(Records from a dataset)
---

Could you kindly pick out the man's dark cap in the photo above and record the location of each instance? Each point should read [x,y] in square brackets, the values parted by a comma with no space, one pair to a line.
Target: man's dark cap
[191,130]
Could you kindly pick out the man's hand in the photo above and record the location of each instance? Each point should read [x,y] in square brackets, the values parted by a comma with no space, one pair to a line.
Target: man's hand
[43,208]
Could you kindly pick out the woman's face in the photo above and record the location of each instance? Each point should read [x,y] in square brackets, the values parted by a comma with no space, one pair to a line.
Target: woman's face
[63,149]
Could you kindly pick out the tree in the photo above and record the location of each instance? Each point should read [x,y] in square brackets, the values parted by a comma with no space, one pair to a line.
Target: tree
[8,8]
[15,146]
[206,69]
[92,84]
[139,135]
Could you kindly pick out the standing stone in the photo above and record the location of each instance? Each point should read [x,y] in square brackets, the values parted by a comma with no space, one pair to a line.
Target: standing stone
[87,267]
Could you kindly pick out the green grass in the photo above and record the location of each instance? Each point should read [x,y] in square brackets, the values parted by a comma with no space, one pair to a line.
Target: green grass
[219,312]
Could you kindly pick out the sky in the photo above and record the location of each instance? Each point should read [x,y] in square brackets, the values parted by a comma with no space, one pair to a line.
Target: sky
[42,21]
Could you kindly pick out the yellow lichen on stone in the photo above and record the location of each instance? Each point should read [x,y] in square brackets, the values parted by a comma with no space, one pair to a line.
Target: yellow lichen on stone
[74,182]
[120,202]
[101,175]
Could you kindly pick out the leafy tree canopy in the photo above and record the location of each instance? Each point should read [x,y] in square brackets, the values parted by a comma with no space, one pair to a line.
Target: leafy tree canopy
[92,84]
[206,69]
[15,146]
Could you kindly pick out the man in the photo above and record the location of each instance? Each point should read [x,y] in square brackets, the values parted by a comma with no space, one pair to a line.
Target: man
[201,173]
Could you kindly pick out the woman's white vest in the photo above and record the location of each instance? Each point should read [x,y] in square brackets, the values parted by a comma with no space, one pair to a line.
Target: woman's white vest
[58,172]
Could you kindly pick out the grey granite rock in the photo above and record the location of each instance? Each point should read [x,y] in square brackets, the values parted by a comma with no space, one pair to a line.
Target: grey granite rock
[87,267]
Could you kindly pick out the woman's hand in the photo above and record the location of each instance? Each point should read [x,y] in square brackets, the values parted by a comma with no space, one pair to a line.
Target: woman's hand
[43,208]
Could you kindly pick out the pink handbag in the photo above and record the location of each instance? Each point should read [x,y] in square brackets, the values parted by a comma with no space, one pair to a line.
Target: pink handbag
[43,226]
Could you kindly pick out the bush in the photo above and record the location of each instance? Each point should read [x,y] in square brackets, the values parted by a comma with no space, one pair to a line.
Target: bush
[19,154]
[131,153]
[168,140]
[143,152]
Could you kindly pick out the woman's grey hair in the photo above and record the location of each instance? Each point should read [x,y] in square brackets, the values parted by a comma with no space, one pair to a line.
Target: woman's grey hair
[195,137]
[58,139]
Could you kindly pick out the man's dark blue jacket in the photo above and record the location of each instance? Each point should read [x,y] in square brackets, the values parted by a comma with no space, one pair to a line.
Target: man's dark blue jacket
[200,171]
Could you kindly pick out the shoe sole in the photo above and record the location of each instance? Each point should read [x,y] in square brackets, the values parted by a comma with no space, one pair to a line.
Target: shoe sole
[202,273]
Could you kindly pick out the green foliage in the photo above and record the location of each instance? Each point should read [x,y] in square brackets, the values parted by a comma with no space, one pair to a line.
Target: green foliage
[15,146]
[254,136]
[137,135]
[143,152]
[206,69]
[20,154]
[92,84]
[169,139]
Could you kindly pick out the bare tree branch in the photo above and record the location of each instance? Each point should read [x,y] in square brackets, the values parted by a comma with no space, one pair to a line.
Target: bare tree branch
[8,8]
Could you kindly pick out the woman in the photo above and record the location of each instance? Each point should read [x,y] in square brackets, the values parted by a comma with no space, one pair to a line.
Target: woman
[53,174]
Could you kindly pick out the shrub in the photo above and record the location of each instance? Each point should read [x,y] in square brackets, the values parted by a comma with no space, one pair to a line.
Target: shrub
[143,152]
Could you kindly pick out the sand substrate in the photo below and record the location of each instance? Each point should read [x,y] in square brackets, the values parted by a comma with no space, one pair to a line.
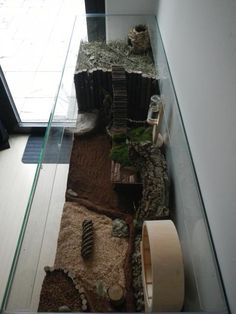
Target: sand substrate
[109,258]
[58,290]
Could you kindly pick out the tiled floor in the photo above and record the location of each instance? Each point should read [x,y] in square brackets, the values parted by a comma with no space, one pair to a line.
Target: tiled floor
[34,37]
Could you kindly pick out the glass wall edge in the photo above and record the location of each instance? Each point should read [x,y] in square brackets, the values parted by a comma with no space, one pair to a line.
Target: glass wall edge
[192,163]
[32,193]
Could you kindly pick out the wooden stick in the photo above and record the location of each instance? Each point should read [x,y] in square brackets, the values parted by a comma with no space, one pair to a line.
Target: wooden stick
[116,295]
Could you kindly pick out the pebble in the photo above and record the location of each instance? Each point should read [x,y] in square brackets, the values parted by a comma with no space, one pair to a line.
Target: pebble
[120,228]
[64,308]
[72,193]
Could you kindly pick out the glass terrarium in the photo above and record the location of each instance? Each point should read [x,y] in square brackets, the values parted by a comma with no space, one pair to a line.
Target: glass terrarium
[79,246]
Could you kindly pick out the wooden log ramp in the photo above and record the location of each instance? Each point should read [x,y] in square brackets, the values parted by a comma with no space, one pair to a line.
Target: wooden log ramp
[90,84]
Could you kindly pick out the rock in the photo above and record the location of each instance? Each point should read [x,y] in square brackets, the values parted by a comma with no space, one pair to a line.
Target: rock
[70,192]
[64,308]
[47,269]
[120,228]
[71,274]
[86,122]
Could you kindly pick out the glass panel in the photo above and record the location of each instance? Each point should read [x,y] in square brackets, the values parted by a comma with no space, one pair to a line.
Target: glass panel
[34,49]
[38,240]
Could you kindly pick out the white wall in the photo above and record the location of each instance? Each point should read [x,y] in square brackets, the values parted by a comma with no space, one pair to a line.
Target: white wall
[130,6]
[200,42]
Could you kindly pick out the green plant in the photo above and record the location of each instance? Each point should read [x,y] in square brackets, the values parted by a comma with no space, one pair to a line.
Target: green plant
[120,154]
[140,134]
[119,138]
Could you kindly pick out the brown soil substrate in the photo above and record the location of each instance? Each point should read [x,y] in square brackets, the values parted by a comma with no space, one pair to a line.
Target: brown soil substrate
[90,170]
[90,177]
[90,174]
[58,290]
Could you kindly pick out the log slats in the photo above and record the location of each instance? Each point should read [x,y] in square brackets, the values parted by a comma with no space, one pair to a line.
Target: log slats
[91,85]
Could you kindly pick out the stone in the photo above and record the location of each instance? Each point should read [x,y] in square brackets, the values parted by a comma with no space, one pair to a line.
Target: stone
[120,228]
[64,308]
[47,269]
[70,192]
[86,122]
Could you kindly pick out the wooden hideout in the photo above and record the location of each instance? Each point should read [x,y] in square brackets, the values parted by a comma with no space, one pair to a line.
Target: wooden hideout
[92,85]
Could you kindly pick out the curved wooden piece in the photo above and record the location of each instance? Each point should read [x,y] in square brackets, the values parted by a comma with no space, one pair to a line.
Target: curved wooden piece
[162,267]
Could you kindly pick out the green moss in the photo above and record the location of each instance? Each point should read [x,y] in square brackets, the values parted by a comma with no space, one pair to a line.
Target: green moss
[119,138]
[120,154]
[140,134]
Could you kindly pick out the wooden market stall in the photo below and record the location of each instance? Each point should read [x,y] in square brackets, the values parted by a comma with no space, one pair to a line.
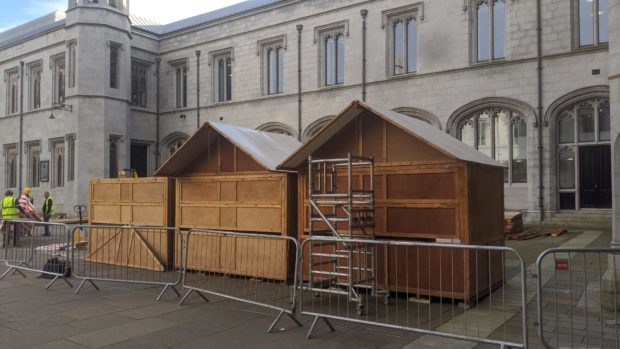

---

» **Directive**
Find every line in the items above that contains the word "handbag" and copy each of those lines in full.

» **Solved exercise**
Could you kindly pick out the pink handbag in the photo above and record the location of each instance? Each point should read [x,y] in square brackets, the values parted by a comma with no space, one pair to a line.
Target: pink handbag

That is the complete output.